Entries from a point annotation set:
───

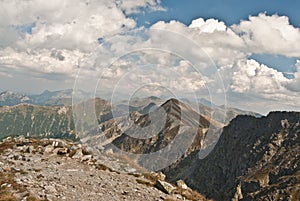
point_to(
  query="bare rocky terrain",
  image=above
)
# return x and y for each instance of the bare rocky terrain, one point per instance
(50, 169)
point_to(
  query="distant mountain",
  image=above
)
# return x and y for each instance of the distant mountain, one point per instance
(37, 121)
(173, 122)
(47, 98)
(51, 121)
(10, 98)
(254, 159)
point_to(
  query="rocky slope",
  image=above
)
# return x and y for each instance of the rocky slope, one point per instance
(255, 159)
(36, 121)
(49, 169)
(172, 131)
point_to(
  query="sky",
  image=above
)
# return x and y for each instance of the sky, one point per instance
(243, 54)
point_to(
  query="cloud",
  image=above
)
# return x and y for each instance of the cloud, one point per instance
(269, 34)
(294, 85)
(133, 6)
(248, 76)
(208, 26)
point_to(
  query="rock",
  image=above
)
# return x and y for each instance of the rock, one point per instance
(49, 149)
(181, 184)
(62, 151)
(86, 158)
(78, 154)
(164, 186)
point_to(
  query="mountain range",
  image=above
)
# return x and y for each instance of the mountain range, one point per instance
(244, 157)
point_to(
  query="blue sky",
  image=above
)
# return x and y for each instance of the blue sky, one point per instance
(44, 43)
(231, 12)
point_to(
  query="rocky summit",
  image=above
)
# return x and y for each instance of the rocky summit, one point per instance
(254, 159)
(51, 169)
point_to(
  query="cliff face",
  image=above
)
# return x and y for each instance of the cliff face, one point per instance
(254, 159)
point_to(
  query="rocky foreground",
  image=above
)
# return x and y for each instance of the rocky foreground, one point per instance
(51, 169)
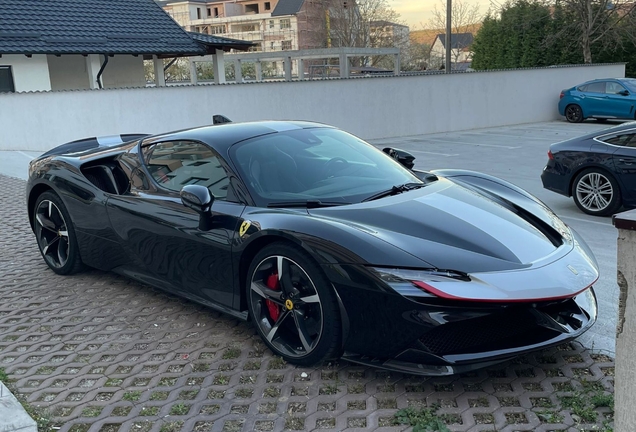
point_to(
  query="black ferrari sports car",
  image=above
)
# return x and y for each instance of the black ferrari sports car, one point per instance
(597, 170)
(330, 246)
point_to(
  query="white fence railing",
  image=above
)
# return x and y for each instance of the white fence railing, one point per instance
(368, 107)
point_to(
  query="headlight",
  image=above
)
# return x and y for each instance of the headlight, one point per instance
(418, 282)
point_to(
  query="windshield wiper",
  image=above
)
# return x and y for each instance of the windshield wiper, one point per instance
(306, 204)
(395, 190)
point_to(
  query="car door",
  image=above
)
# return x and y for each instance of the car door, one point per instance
(619, 102)
(162, 236)
(624, 160)
(596, 102)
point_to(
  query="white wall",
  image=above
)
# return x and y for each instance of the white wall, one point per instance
(368, 107)
(29, 74)
(68, 72)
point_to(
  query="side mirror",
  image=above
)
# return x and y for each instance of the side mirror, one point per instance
(406, 159)
(199, 199)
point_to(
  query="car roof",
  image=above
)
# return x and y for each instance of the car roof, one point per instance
(223, 136)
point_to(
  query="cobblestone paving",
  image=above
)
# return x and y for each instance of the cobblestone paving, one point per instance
(106, 354)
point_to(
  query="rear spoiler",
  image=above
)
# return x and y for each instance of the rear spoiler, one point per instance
(86, 144)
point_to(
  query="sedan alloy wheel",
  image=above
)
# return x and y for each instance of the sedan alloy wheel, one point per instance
(596, 193)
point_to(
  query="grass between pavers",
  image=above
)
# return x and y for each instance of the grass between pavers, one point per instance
(422, 419)
(42, 416)
(583, 404)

───

▶ Aim of the task: Print every record above exactly as written, leaving out the pictures.

▶ Answer to the exercise:
point_to(
  query="bare rocky terrain",
  image=above
)
# return x and y for each instance of the bare rocky terrain, one point per instance
(50, 169)
point_to(
  query="distant mountain",
  image=above
)
# return x and y for each instance of the distant mountain, one point per instance
(37, 121)
(173, 122)
(47, 98)
(51, 121)
(10, 98)
(254, 159)
point_to(
  query="rocky slope",
  image=above
)
# return x and y for each instance of the rocky slope, one point per instance
(255, 159)
(36, 121)
(49, 169)
(172, 131)
point_to(
  query="sky",
  image=above
)
# return x and y for each instance of the sky, one point per instance
(243, 54)
point_to(
  query="cloud",
  image=above
)
# return x and y for each instance of the cloud, one point per instance
(269, 34)
(294, 85)
(133, 6)
(248, 76)
(208, 26)
point_to(
  query="rock",
  image=above
)
# return x and y for each instance of the rock, one point per instance
(49, 149)
(181, 184)
(62, 151)
(86, 158)
(78, 154)
(164, 186)
point_to(
  query="mountain range",
  image=above
)
# return x and y for each instance of the mountain range, one point per instance
(244, 157)
point_to(
  query="blue sky",
  image=above
)
# return x and y for each instance of the blue sky, one point per instance
(44, 43)
(231, 12)
point_to(
  query="rocky summit",
  image=above
)
# return x and y for each instance of the rocky summit, one point per instance
(254, 159)
(51, 169)
point_to(
  query="cliff face",
  image=above
)
# return x and y for each instance of the cliff face, one point per instance
(254, 159)
point_to(
  query="rocky foreground",
  image=above
)
# return x and y for each instance of the rocky foreground, one point per instance
(51, 169)
point_to(
  query="black ferrari sports car",
  image=above
)
# return x and y for each instance of the black ferrari sports car, one point per instance
(597, 170)
(330, 246)
point_to(
  query="white fence railing",
  image=above
)
# return x and y for each instance of the white fence railing, one point per instance
(368, 107)
point_to(
  query="headlight",
  image=above
)
# return x and y for each instance of the headlight, one point per instance
(418, 282)
point_to(
  query="windshield wiper",
  image=above
)
# return x and y for each instance of the windshield wiper, one point per instance
(306, 204)
(395, 190)
point_to(
  query="car door",
  image=above
)
# return x and y for each instance of the car door, one point per instance
(619, 102)
(162, 236)
(624, 160)
(596, 102)
point_to(
  query="white wall",
  image=above
)
# return x and y for each instance of the white wall, one point per instance
(368, 107)
(29, 74)
(68, 72)
point_to(
  query="side mirror",
  image=above
)
# return x and y for each instance of the side mirror, one point per instance
(406, 159)
(199, 199)
point_to(
  query="car roof",
  image=above
)
# return x and y for each instance of the car roof, one point per instance
(223, 136)
point_to(
  query="cobblestone paving",
  image=above
)
# return x and y for each instance of the cobblestone paving, one point per instance
(106, 354)
point_to(
  query="rear spoiler",
  image=above
)
# return x and y for each instance of the rear spoiler, one point per instance
(86, 144)
point_to(
  query="sedan alloy wheel",
  image=above
)
# return x and y for each instance of the sedan alloy wheel, one point per instance
(596, 193)
point_to(
  query="grass between pavers",
  image=above
)
# return x and y for each instance of the grass between pavers, one point per instance
(422, 419)
(42, 416)
(583, 404)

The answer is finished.